• [Text for analysis]:
########################################

19 year old female just diagnosed with autism

Hi everyone,

I'm Tia and I've just joined this society as I've just only recently been diagnosed with autism hours before writing this. Just genuinely shocked right now at the diagnosis I mean I always knew there was something quite different about me as I have social anxiety and struggle in lots of social situations, at first I thought I was just shy and this problem or shyness would go away with time but unfortunately it became worse to the point where I would feel sick to my stomach and overthink to the point that I would just want to cry whether it was at a big family gathering or with strangers in a crowded place. It was when at a family gathering I couldn't hold the tears in and just burst out crying in front of everyone and panicking about how many people were there and wanting to just leave, I realised that maybe there was something more to this problem and I told my mum that I wanted proper help. I had a few therapy sessions last year but none of them helped as I hate talking about my feelings and I feel like the therapists didn't suit me. This week I had a psychological assessment where I answered a bunch of questions and the psychologist said some of my answers ticked some of the autism symptoms so booked me for an autism assessment. Then today I had my assessment again I had to answer some questions and separately my mom had to answer some questions with the result being a positive diagnosis. Hearing that I had autism made me sort of relieved like I finally know why I am the way I am but I also felt shocked I mean why was this not found earlier when I was younger. I am just so generally overwhelmed and don't what to do now that I have autism, I found this site when I was researching about autism and decided to start a discussion in hopes of any help which would be appreciated thank you.

########################################

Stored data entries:
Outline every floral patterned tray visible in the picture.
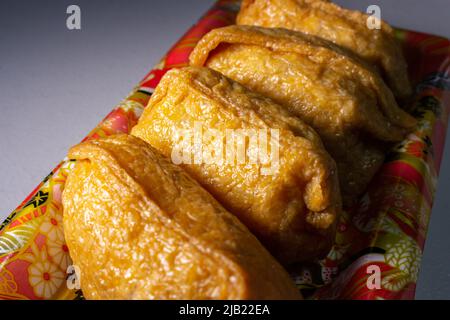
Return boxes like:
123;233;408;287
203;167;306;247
0;0;450;299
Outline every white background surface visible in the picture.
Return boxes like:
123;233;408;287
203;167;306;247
0;0;450;299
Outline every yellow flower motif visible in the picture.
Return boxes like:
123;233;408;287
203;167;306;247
23;243;65;299
39;206;64;241
0;268;17;294
47;239;72;270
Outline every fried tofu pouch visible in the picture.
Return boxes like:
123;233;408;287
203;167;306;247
236;0;412;99
63;135;301;299
190;26;416;204
132;67;341;264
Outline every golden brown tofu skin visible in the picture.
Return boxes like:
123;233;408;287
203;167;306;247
132;67;341;264
190;26;416;204
63;135;301;299
236;0;412;99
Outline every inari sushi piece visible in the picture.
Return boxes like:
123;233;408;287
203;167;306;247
190;26;416;204
131;67;341;265
236;0;412;99
63;134;301;299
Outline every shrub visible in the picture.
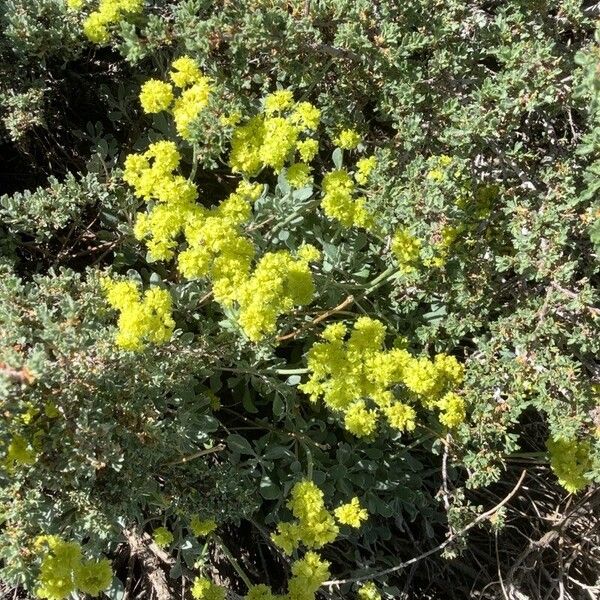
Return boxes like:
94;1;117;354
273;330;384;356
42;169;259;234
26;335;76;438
0;0;600;600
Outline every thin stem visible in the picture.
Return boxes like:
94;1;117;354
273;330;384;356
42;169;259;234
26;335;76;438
214;536;252;589
188;144;199;181
364;267;398;296
323;470;527;587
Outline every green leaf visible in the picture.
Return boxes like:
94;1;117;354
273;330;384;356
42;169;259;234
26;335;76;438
260;475;281;500
227;433;256;456
331;148;344;169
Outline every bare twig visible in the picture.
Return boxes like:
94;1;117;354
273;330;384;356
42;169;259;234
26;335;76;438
323;469;527;587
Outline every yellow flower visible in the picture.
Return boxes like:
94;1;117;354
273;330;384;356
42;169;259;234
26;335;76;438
290;102;321;131
104;280;175;350
190;515;217;537
169;56;203;88
392;229;421;273
296;138;319;163
229;116;265;177
344;400;378;437
152;527;175;548
75;558;113;596
83;12;110;44
358;581;381;600
354;156;377;185
333;497;369;528
259;117;299;173
140;79;173;114
438;392;467;428
383;402;417;431
287;163;312;189
6;435;36;468
192;577;225;600
173;77;212;140
271;481;339;554
546;438;593;494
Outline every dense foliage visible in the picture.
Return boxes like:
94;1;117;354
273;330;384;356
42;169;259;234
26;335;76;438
0;0;600;600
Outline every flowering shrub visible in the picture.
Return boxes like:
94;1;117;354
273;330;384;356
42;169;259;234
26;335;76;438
0;0;600;600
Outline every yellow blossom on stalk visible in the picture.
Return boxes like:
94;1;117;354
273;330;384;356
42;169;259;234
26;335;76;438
344;400;378;437
83;12;110;44
296;138;319;163
546;437;593;494
152;527;175;548
192;577;225;600
333;129;362;150
140;79;173;114
229;115;265;177
236;250;315;342
299;317;463;437
103;280;175;350
173;77;212;141
264;90;294;115
321;169;372;228
290;102;321;131
438;392;467;429
286;163;312;189
75;558;113;596
271;481;339;554
219;111;242;127
244;583;284;600
383;402;417;431
392;229;421;273
5;435;36;470
354;156;377;185
82;0;143;44
333;497;369;528
190;515;217;537
35;536;113;600
358;581;381;600
296;244;323;262
169;56;204;88
178;182;262;306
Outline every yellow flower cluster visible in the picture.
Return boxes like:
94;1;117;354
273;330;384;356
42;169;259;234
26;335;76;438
123;141;198;260
245;551;329;600
236;245;320;342
333;497;369;528
392;229;421;274
299;317;466;437
427;154;452;181
192;577;225;600
354;156;377;185
271;481;368;554
103;280;175;350
229;90;321;177
333;129;361;150
80;0;144;44
4;435;36;471
140;56;213;141
152;527;175;548
288;552;329;600
178;182;261;306
35;536;113;600
321;168;373;229
190;515;217;537
546;438;593;494
121;133;320;347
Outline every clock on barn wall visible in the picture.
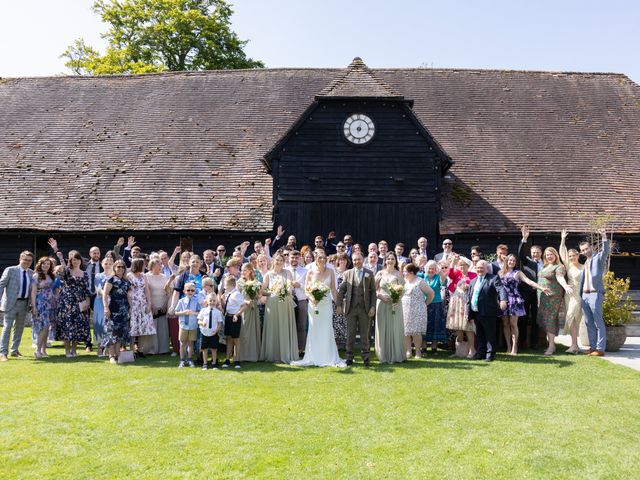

########################################

• [Assigned task]:
Answer these questions about the post on the autism diagnosis:
(a) What age does the header give for the writer?
(b) What does the writer say they hate, which kept last year's therapy sessions from helping?
(c) Who answered questions separately during the autism assessment?
Use only the post about the autism diagnosis, not the listing.

• [Answer to the exercise]:
(a) 19 years old.
(b) Talking about their feelings.
(c) The writer's mom.